# SUPPLIED MATERIAL:
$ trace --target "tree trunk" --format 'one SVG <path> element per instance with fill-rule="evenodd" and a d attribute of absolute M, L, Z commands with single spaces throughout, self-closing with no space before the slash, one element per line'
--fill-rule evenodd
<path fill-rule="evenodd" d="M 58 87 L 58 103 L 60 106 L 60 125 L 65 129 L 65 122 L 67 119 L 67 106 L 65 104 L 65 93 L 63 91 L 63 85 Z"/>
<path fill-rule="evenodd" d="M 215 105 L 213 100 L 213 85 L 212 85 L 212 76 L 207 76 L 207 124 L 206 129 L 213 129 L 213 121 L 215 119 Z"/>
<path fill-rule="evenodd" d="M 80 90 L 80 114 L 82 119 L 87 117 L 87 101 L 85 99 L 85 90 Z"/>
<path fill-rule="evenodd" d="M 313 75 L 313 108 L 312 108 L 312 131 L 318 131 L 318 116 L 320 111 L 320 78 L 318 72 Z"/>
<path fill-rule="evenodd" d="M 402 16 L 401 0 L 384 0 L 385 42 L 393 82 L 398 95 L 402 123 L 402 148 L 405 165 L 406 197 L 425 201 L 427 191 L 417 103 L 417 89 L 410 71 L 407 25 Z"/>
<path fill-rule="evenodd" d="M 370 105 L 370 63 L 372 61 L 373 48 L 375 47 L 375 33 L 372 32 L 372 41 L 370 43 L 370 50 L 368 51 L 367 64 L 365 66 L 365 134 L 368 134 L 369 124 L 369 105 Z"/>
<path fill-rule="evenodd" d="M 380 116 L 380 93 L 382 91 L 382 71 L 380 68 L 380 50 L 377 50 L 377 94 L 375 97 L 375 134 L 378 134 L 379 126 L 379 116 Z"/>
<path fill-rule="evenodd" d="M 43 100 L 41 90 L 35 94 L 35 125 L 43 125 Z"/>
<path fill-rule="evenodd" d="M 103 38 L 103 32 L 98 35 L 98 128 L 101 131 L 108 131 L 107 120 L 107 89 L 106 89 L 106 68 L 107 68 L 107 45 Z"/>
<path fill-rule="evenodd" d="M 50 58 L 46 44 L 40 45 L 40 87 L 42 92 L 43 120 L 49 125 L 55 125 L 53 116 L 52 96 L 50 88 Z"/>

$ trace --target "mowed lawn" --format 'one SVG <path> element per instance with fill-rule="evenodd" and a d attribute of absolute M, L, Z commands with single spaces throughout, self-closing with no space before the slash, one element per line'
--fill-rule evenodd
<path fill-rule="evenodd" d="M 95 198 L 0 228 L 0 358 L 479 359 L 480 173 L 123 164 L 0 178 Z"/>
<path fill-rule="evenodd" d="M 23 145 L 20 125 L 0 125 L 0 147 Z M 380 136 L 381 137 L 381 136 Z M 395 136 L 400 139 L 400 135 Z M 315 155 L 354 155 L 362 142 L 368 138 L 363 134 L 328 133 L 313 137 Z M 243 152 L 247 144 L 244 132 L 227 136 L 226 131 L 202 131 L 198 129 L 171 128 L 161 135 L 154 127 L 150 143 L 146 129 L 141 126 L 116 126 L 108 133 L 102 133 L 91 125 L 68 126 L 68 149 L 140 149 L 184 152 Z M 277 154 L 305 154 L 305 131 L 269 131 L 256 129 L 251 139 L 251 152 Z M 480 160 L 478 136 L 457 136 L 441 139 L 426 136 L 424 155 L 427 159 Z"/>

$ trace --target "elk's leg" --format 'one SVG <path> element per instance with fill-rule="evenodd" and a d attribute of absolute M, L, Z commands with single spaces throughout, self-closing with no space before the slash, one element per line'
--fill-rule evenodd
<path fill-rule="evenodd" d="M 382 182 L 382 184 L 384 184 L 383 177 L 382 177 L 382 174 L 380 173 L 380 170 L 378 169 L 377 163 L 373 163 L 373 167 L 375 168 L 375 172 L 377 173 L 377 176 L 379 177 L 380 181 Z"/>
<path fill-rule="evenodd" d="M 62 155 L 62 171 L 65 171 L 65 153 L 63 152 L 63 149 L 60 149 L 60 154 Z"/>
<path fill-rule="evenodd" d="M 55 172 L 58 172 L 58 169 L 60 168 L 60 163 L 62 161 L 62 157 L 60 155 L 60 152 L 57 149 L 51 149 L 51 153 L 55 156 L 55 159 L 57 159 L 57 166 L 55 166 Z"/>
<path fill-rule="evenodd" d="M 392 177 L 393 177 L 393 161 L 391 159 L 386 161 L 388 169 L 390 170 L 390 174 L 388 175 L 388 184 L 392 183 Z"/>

# SET TASK:
Please put the stretch from the first of the rows through the line containing "103 38 L 103", both ends included, into a numbered list, leaving out any blank lines.

# CORRECT ANSWER:
1. $ trace --target "tree trunk" --format 'one SVG <path> element per instance with fill-rule="evenodd" and a d attribute of absolute M, L, Z commands with single spaces throughout, self-closing with no space before the slash, one element per line'
2. --fill-rule evenodd
3. <path fill-rule="evenodd" d="M 58 87 L 58 103 L 60 106 L 60 125 L 65 129 L 65 122 L 67 119 L 67 106 L 65 104 L 65 93 L 63 91 L 63 85 Z"/>
4. <path fill-rule="evenodd" d="M 215 105 L 213 100 L 213 85 L 212 85 L 212 76 L 207 76 L 207 124 L 206 129 L 213 129 L 213 121 L 215 119 Z"/>
5. <path fill-rule="evenodd" d="M 80 90 L 80 114 L 82 119 L 87 117 L 87 101 L 85 99 L 85 90 Z"/>
6. <path fill-rule="evenodd" d="M 313 75 L 313 108 L 312 108 L 312 131 L 318 131 L 318 116 L 320 111 L 320 78 L 318 72 Z"/>
7. <path fill-rule="evenodd" d="M 402 16 L 401 0 L 384 0 L 385 42 L 393 82 L 398 95 L 402 123 L 402 148 L 405 165 L 406 197 L 425 201 L 427 191 L 417 103 L 417 89 L 410 71 L 407 25 Z"/>
8. <path fill-rule="evenodd" d="M 370 105 L 370 63 L 372 61 L 373 48 L 375 47 L 375 33 L 372 32 L 372 41 L 370 43 L 370 50 L 368 51 L 367 64 L 365 66 L 365 134 L 368 134 L 369 124 L 369 105 Z"/>
9. <path fill-rule="evenodd" d="M 380 116 L 380 93 L 382 91 L 382 71 L 380 68 L 380 50 L 377 50 L 377 94 L 375 97 L 375 134 L 378 134 L 379 126 L 379 116 Z"/>
10. <path fill-rule="evenodd" d="M 43 100 L 41 90 L 35 94 L 35 125 L 43 125 Z"/>
11. <path fill-rule="evenodd" d="M 103 38 L 103 32 L 98 35 L 98 128 L 101 131 L 108 131 L 107 120 L 107 89 L 106 89 L 106 68 L 107 68 L 107 45 Z"/>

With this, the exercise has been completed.